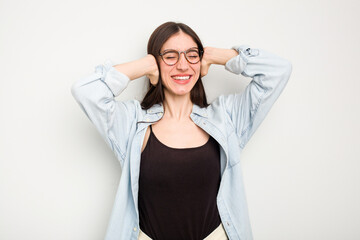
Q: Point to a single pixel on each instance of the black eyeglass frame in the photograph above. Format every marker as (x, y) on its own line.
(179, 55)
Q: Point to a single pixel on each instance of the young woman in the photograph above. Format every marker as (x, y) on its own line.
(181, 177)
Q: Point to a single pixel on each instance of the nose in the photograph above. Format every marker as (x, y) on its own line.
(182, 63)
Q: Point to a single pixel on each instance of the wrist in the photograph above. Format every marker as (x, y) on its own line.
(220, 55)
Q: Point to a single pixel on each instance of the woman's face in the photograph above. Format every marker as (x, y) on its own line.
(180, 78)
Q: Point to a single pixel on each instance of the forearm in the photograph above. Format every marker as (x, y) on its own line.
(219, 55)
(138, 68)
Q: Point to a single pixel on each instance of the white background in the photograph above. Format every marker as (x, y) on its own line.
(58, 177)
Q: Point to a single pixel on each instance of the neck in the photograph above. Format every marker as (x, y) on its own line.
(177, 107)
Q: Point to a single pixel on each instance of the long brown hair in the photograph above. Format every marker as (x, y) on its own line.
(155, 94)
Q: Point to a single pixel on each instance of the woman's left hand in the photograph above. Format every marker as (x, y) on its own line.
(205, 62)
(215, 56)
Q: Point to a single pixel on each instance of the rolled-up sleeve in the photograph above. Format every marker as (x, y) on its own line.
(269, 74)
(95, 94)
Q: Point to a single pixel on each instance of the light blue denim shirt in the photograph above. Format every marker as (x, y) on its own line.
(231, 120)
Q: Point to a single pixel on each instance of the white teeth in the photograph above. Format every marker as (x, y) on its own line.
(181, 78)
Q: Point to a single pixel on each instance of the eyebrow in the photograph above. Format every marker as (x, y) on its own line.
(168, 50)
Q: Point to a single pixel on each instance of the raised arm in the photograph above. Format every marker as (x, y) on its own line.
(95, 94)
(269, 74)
□ □ □ □ □
**Instructions for the task**. Please extract each line of the records above without changing a word, and leave out the pictures.

**Final answer**.
Q: Point to a single pixel on each instance of the black eyeglass frame in the photograph above. Format every marker as (x, y) on its own line.
(179, 55)
Q: Point to a single pixel on each instance of the young woman in the photograph above. Format every marker as (x, y) on its own line.
(181, 177)
Q: Point to a single pixel on each instance of the nose in the photograph above. Format every marker as (x, y) on its own line.
(182, 63)
Q: Point to a single pixel on each instance of the wrist in the photograph above. Format every marker as (x, y) on its own line.
(220, 55)
Q: Point to a single pixel on each instance of the woman's face in the photograph above. Format every marker as (x, y) on its own line.
(180, 78)
Q: Point to a single pixel on each instance of the forearm in the photograph above. Format every marker as (x, y) on its own line.
(219, 55)
(138, 68)
Q: Point to a single pixel on each instance of the white background in the photograph above. Format every marker as (x, y) on its own line.
(58, 177)
Q: Point to a single pixel on each instance of the neck in the photograph above. Format every marker as (x, y) on its own line.
(177, 107)
Q: Point to a single pixel on each instance of the long brown hair in the photograph above. Format every marker as (x, y) on its own line.
(155, 94)
Q: Point to a single pixel on each instance of the woman's left hand in the photograph above. Format every marker as (x, y) on its own line.
(205, 62)
(215, 56)
Q: Point to a single pixel on each instance of the rolled-up sleeve in the photograph above. Format every marker as (x, y) on its own line.
(269, 74)
(95, 94)
Q: Point to a single pixel on each instance of the light blue denim shirt in the photograph above. Format every marker as (x, y) on its own line.
(231, 120)
Q: Point to a single pixel on each instance of the white teeth in the photograph above. Format every marker as (x, y) on its own line.
(181, 78)
Q: Point to a single pixel on each instance of the eyebrow in the photograph above. Format every marker as (x, y) on its own line.
(168, 50)
Q: Point to a single pixel on each instance of the raised arm in the photograph above. Format every marker as (x, y) on its own line.
(95, 94)
(269, 74)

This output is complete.